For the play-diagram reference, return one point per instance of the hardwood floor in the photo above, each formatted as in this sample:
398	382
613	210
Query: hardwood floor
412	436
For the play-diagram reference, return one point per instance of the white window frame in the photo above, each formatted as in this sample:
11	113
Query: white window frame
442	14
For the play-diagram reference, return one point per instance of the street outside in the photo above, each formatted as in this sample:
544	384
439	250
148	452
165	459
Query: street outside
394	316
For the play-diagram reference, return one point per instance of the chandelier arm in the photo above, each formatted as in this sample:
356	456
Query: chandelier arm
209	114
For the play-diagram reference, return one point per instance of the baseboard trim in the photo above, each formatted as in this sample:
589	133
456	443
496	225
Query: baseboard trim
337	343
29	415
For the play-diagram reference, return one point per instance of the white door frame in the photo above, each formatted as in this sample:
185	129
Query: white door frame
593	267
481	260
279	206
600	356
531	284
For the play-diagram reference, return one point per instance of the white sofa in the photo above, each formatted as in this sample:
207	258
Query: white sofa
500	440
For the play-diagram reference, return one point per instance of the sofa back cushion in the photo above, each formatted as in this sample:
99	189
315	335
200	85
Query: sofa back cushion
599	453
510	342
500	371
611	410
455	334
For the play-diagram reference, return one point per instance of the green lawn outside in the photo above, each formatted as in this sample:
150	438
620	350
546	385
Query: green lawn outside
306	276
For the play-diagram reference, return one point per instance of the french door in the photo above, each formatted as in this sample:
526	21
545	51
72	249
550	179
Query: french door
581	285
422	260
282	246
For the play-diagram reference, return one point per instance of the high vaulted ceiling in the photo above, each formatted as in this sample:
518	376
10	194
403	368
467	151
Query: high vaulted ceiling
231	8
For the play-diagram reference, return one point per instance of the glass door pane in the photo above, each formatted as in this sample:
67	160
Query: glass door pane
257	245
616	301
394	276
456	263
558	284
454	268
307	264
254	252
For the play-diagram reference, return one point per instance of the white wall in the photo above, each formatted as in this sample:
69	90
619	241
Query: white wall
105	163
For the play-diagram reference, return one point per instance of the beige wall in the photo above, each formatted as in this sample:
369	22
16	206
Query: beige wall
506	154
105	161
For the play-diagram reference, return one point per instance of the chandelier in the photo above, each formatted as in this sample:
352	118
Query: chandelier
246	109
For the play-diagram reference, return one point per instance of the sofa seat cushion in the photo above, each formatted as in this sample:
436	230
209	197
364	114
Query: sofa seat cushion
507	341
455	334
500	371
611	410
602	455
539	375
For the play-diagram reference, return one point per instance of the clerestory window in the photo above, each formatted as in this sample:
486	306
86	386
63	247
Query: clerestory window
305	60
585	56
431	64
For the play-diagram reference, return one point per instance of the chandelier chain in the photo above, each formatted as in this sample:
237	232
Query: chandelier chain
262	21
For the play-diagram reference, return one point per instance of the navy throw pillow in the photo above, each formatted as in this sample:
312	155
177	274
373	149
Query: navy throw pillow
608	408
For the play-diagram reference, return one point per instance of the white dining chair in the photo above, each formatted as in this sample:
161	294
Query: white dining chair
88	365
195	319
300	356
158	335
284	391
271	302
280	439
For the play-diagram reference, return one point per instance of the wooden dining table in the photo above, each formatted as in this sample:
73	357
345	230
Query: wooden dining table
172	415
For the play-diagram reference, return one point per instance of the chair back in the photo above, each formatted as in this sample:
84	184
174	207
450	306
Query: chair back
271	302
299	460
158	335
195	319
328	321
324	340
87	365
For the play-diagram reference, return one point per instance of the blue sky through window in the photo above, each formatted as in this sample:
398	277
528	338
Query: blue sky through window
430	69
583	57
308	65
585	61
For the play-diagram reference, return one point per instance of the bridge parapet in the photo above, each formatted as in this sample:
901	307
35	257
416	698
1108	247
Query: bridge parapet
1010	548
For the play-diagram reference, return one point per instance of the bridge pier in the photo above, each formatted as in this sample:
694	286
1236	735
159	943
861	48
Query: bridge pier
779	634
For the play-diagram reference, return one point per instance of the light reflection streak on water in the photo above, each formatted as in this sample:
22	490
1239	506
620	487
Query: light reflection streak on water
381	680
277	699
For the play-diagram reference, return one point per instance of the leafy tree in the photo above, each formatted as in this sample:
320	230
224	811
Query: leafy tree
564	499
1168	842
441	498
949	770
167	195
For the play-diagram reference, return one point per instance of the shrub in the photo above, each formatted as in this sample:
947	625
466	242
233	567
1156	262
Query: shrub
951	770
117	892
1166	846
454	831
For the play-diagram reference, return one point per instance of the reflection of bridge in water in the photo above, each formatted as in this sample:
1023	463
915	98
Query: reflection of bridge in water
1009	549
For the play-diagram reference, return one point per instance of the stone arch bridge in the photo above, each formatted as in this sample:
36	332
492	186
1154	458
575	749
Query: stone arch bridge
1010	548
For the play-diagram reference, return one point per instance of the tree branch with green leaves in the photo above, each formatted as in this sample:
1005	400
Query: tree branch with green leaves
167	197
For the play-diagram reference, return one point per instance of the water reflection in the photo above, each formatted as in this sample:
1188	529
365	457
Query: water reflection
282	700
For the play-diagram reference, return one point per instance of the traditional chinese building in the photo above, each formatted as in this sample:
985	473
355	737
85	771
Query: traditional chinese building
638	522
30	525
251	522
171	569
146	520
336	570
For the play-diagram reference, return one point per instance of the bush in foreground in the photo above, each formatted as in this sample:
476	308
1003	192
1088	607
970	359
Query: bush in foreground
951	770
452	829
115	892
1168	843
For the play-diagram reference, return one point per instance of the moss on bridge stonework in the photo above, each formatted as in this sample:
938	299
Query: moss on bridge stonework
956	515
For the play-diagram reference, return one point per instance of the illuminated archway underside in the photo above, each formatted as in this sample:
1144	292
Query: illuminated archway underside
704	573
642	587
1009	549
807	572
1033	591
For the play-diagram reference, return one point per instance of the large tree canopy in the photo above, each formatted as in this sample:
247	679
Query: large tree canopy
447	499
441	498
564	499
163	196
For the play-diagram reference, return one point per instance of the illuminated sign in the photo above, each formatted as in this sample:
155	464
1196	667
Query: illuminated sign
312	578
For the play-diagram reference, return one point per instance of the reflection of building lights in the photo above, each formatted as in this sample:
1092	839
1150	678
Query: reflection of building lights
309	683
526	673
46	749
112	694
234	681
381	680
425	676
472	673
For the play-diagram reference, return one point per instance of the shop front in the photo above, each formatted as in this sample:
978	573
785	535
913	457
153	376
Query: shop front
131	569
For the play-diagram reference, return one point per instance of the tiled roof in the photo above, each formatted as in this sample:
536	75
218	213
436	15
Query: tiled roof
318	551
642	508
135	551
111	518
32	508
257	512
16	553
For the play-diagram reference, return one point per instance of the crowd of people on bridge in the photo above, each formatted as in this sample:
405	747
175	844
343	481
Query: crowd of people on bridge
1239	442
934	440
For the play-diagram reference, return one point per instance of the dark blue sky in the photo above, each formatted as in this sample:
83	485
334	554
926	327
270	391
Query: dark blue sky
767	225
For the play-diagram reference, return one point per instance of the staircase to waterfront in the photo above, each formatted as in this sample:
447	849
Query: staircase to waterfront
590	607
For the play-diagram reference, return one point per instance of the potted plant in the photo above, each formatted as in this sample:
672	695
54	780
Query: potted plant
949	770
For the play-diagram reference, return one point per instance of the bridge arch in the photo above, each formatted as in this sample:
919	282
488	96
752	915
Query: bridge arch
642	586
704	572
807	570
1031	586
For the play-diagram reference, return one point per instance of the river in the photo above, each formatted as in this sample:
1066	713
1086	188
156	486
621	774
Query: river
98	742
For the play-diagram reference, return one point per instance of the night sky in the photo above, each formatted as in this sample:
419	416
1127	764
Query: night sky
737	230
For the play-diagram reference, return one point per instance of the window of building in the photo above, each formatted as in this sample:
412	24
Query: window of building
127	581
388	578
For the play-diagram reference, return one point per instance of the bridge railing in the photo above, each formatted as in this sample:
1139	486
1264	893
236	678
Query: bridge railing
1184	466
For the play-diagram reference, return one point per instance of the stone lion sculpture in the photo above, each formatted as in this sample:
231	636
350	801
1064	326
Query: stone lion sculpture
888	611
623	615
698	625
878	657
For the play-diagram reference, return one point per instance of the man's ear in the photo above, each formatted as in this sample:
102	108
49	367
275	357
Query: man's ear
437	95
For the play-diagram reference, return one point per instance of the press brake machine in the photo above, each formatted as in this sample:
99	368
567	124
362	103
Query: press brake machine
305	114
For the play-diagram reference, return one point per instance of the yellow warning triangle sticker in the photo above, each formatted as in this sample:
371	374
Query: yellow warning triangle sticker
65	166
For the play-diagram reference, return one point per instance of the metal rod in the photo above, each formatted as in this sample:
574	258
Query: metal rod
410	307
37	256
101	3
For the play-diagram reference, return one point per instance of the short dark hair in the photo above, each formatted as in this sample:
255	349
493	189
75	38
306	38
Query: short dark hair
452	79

● ● ●

* Your assignment
Give back the listing exactly, please, from its first line to the line containing "of the street", inclusive, and nothing past that line.

* Answer section
For the play-diagram reference, return one point per instance of the hardwood floor in the photo above, each formatted as in this sample:
398	382
613	210
Query: hardwood floor
412	436
For the play-diagram reference, return one point per instance of the white window frame in the photo above, each formatted as in this sample:
11	113
Query: white window frame
442	14
For the play-diagram reference, return one point per instance of the street outside in the photo above, each formatted as in this sample:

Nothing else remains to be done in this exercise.